What the task requires:
Leaving the pictures aside, restate all of the data exactly.

Exercise data:
* * *
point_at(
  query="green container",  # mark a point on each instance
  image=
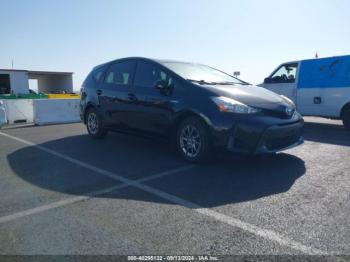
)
(8, 96)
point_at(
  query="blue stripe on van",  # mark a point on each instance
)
(325, 72)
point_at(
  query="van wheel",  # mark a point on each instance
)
(193, 140)
(94, 124)
(346, 118)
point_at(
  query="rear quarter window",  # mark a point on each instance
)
(94, 76)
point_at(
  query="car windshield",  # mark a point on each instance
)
(201, 73)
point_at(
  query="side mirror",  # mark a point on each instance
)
(161, 85)
(236, 73)
(267, 80)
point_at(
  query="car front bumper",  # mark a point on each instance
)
(259, 135)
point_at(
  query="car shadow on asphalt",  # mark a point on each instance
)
(227, 180)
(326, 133)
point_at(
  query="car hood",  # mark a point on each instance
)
(251, 95)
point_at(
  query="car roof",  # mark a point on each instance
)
(159, 61)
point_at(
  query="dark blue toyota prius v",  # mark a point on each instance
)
(199, 107)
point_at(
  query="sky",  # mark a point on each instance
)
(250, 36)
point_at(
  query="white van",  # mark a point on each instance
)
(3, 120)
(318, 87)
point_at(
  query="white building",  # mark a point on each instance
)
(17, 81)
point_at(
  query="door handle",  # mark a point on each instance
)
(132, 97)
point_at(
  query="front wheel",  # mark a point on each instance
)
(346, 118)
(193, 140)
(94, 124)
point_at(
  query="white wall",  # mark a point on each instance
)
(18, 81)
(19, 110)
(54, 83)
(54, 111)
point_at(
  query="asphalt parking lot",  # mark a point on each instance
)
(64, 193)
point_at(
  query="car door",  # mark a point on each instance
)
(283, 81)
(114, 93)
(153, 107)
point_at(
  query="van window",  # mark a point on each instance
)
(285, 74)
(5, 84)
(120, 73)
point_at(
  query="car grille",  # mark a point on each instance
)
(278, 113)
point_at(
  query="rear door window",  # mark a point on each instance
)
(120, 73)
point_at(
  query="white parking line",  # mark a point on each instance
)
(72, 200)
(253, 229)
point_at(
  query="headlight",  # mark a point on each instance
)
(226, 104)
(288, 100)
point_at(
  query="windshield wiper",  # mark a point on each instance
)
(226, 83)
(202, 82)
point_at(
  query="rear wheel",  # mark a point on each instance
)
(346, 117)
(94, 124)
(193, 140)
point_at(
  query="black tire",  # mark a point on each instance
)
(346, 118)
(94, 124)
(197, 146)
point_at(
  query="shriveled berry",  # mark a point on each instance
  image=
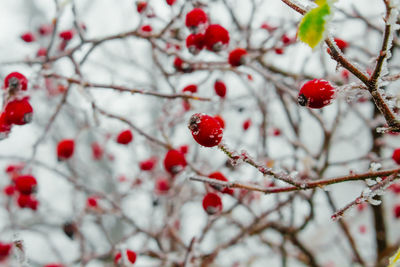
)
(216, 37)
(237, 57)
(25, 184)
(174, 161)
(18, 112)
(220, 88)
(16, 81)
(206, 130)
(316, 93)
(212, 203)
(125, 137)
(65, 149)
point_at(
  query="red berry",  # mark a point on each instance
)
(141, 6)
(237, 57)
(396, 155)
(66, 35)
(219, 176)
(216, 37)
(174, 161)
(65, 149)
(317, 93)
(220, 120)
(205, 130)
(125, 137)
(396, 211)
(28, 37)
(25, 184)
(18, 112)
(246, 124)
(220, 88)
(192, 88)
(195, 18)
(212, 203)
(16, 81)
(5, 250)
(195, 43)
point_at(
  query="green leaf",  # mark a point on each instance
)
(313, 25)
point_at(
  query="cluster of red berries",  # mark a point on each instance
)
(17, 109)
(22, 186)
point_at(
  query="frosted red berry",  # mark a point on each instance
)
(18, 112)
(174, 161)
(125, 137)
(65, 149)
(206, 130)
(28, 37)
(195, 18)
(237, 57)
(216, 37)
(219, 176)
(316, 93)
(212, 203)
(25, 184)
(220, 88)
(16, 81)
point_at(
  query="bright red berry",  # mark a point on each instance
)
(396, 155)
(237, 57)
(174, 161)
(195, 43)
(66, 35)
(125, 137)
(219, 176)
(195, 18)
(216, 37)
(16, 81)
(316, 93)
(192, 88)
(65, 149)
(206, 130)
(25, 184)
(212, 203)
(220, 88)
(28, 37)
(18, 112)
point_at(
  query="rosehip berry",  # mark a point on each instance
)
(396, 155)
(28, 37)
(16, 81)
(66, 35)
(131, 256)
(220, 120)
(216, 37)
(195, 43)
(125, 137)
(212, 203)
(220, 88)
(192, 88)
(317, 93)
(219, 176)
(25, 184)
(141, 6)
(65, 149)
(174, 161)
(5, 250)
(237, 57)
(18, 112)
(205, 130)
(195, 18)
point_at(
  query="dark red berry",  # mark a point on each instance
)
(206, 130)
(65, 149)
(317, 93)
(212, 203)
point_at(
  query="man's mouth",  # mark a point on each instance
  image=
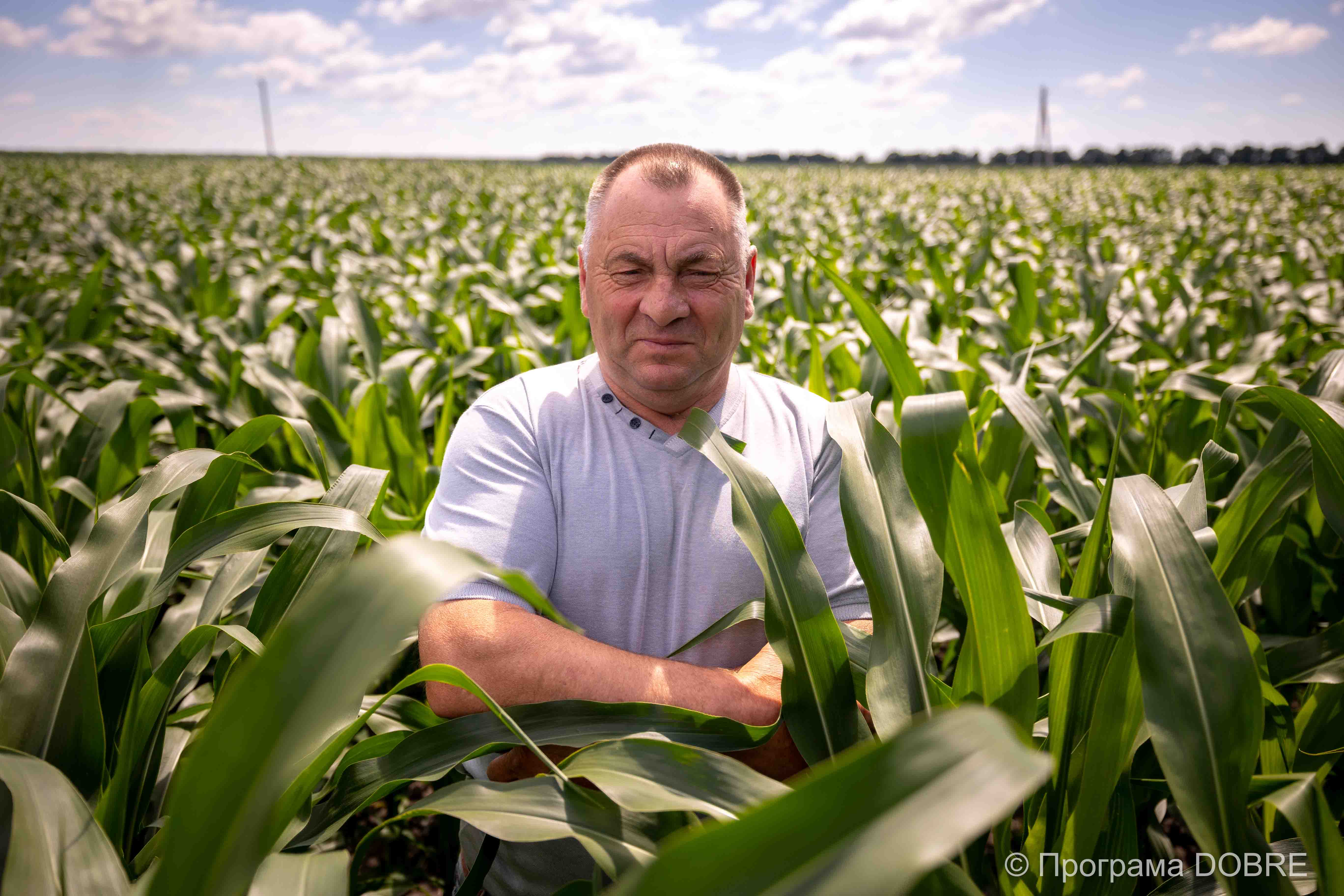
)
(664, 343)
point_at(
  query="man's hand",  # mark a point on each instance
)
(777, 758)
(521, 762)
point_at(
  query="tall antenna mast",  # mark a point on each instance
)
(265, 117)
(1044, 129)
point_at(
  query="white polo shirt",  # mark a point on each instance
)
(628, 530)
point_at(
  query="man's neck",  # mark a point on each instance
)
(669, 410)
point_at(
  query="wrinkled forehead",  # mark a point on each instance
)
(638, 206)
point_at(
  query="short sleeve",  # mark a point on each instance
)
(826, 539)
(494, 498)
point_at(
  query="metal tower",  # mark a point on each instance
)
(1048, 156)
(265, 117)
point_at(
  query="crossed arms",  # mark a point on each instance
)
(519, 658)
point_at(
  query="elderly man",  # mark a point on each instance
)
(576, 475)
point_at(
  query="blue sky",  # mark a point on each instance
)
(521, 78)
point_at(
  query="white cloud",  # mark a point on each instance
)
(17, 37)
(335, 72)
(855, 50)
(1265, 38)
(122, 124)
(1094, 84)
(752, 15)
(422, 11)
(126, 29)
(217, 105)
(923, 25)
(734, 14)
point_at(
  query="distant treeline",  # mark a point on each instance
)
(1318, 155)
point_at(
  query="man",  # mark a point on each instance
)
(576, 475)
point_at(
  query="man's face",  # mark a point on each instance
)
(664, 285)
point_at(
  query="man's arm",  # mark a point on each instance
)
(519, 658)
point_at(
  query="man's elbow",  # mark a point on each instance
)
* * *
Answer to the problem:
point_at(
  query="green container",  # mark a point on each instance
  image=
)
(8, 96)
point_at(
  query="blue stripe on van",  # mark a point on each instance
)
(325, 72)
point_at(
  query="van wheel",  # mark a point on each instance
)
(193, 140)
(94, 124)
(346, 118)
point_at(
  query="rear quarter window",  # mark a point on each instance
)
(94, 76)
point_at(
  query="car windshield",  # mark a point on each instance
)
(201, 73)
point_at(
  query="side mirror",  # mark a point on each instance
)
(161, 85)
(236, 73)
(267, 80)
point_at(
  query="car front bumper",  # mark a point on each instance
)
(259, 135)
point_at(
  query="car shadow on asphalt",  # mark a point on each instance
)
(227, 180)
(326, 133)
point_at(
  query="car hood",  # mark a point on each instance
)
(251, 95)
point_at(
  query="car roof",  # mark a point on each instance
)
(159, 61)
point_at(
  query="dark blue toyota prius v",  # mark a point on each instance
)
(199, 107)
point_at(
  query="sky",  # mark a point on each instance
)
(250, 36)
point_at(
  query="white van",  # mark a point on each instance
)
(3, 120)
(318, 87)
point_at(
  query="white building",  # mark a point on each instance
)
(17, 81)
point_at(
  query="door handle",  # mark a point on each instance
)
(132, 97)
point_at(
  query="front wheel",  # mark a point on each instance
)
(346, 118)
(193, 140)
(94, 124)
point_at(
  query="white wall",  # mark a point on each instance
)
(18, 81)
(19, 110)
(54, 83)
(54, 111)
point_at(
  query="asphalt parking lot",  # mark a point on each instance
)
(64, 193)
point_at(
  query="car door",  # mark a point on each instance
)
(283, 81)
(114, 93)
(153, 107)
point_at(
  query="van window",  # mark a point on each instance
)
(285, 74)
(5, 84)
(120, 73)
point_at(
  query="car grille",  # mark a point on each instance
)
(278, 113)
point_at(
  query="rear door window",  # mark a point on each instance
)
(120, 73)
point_at(
  query="white parking line",  # mark a point on each instance
)
(72, 200)
(253, 229)
point_at(
  query="headlight",  # mark a point on each instance
)
(226, 104)
(288, 100)
point_at(
  query="windshield wiper",  # mark a point on each instance
)
(226, 83)
(202, 82)
point_at(
  query="rear wheel",  # mark a point on each instance
)
(346, 117)
(94, 124)
(193, 140)
point_at(
  query="black tire",  # mark a point on each instance
)
(346, 118)
(94, 124)
(197, 146)
point_at(
  query="shriveled berry",  # mark a point on each instance
  image=
)
(216, 37)
(237, 57)
(25, 184)
(174, 161)
(18, 112)
(220, 88)
(16, 81)
(206, 130)
(316, 93)
(212, 203)
(125, 137)
(65, 149)
point_at(
  query="red berry",  # mark a point on each instance
)
(141, 6)
(237, 57)
(396, 155)
(66, 35)
(219, 176)
(216, 37)
(174, 161)
(65, 149)
(317, 93)
(220, 120)
(205, 130)
(125, 137)
(396, 211)
(28, 37)
(25, 184)
(18, 112)
(246, 124)
(220, 88)
(192, 88)
(195, 18)
(212, 203)
(16, 81)
(5, 250)
(195, 43)
point_at(
  query="green leaf",  # mark a point on each instance
)
(313, 25)
point_at(
  query="cluster of red berries",  # mark a point on each instance
)
(17, 109)
(22, 186)
point_at(
  query="frosted red berry",  # mark a point on each instance
)
(18, 112)
(174, 161)
(125, 137)
(65, 149)
(206, 130)
(28, 37)
(195, 18)
(237, 57)
(216, 37)
(219, 176)
(316, 93)
(212, 203)
(25, 184)
(220, 88)
(16, 81)
point_at(
  query="bright red berry",  # mark a point on each instance
)
(396, 155)
(237, 57)
(174, 161)
(195, 43)
(66, 35)
(125, 137)
(219, 176)
(195, 18)
(216, 37)
(16, 81)
(316, 93)
(192, 88)
(65, 149)
(206, 130)
(25, 184)
(212, 203)
(220, 88)
(28, 37)
(18, 112)
point_at(
  query="rosehip berry",  # mark a point on each instance
)
(396, 155)
(28, 37)
(16, 81)
(66, 35)
(131, 256)
(220, 120)
(216, 37)
(195, 43)
(125, 137)
(212, 203)
(220, 88)
(192, 88)
(317, 93)
(219, 176)
(25, 184)
(141, 6)
(65, 149)
(174, 161)
(5, 250)
(237, 57)
(18, 112)
(205, 130)
(195, 18)
point_at(
  query="dark red berry",  # mark a point on each instance
)
(206, 130)
(65, 149)
(317, 93)
(212, 203)
point_at(
  query="man's mouth",  # mark a point on each instance
  image=
)
(664, 343)
point_at(
  query="man's hand",  # mark a point on each instance
)
(777, 758)
(521, 762)
point_at(
  query="tall antenna mast",  # mark a point on each instance
)
(265, 117)
(1044, 129)
point_at(
  query="white polo shirt",  # mark a point on each instance
)
(628, 530)
point_at(
  query="man's neck",  # mark a point on each instance
)
(669, 410)
point_at(
  query="wrinkled forehead",  # mark a point on each instance
)
(638, 206)
point_at(
  query="short sleeve",  # mark a point on each instance
)
(826, 539)
(494, 498)
point_at(
  query="metal tower",  # mark a point on each instance
)
(1048, 156)
(265, 117)
point_at(
  query="crossed arms",  # mark a point on each instance
)
(519, 658)
point_at(
  query="elderly man",  # mark a point on each instance
)
(576, 475)
point_at(
  query="blue sky",  # mark a point on each instance
)
(521, 78)
point_at(
  query="white cloud",  # mark a point on each instance
)
(17, 37)
(335, 72)
(855, 50)
(1265, 38)
(122, 124)
(1094, 84)
(752, 15)
(422, 11)
(126, 29)
(217, 105)
(923, 25)
(734, 14)
point_at(
  query="distant treeline",  # mark a point on each instance
)
(1318, 155)
point_at(
  query="man",  # mark a point on each instance
)
(576, 475)
point_at(
  query="man's face",  # mark a point on each instance
)
(664, 285)
point_at(
  query="man's arm",  # mark a point on each instance
)
(519, 658)
point_at(
  query="man's elbow",  # mark a point on each instance
)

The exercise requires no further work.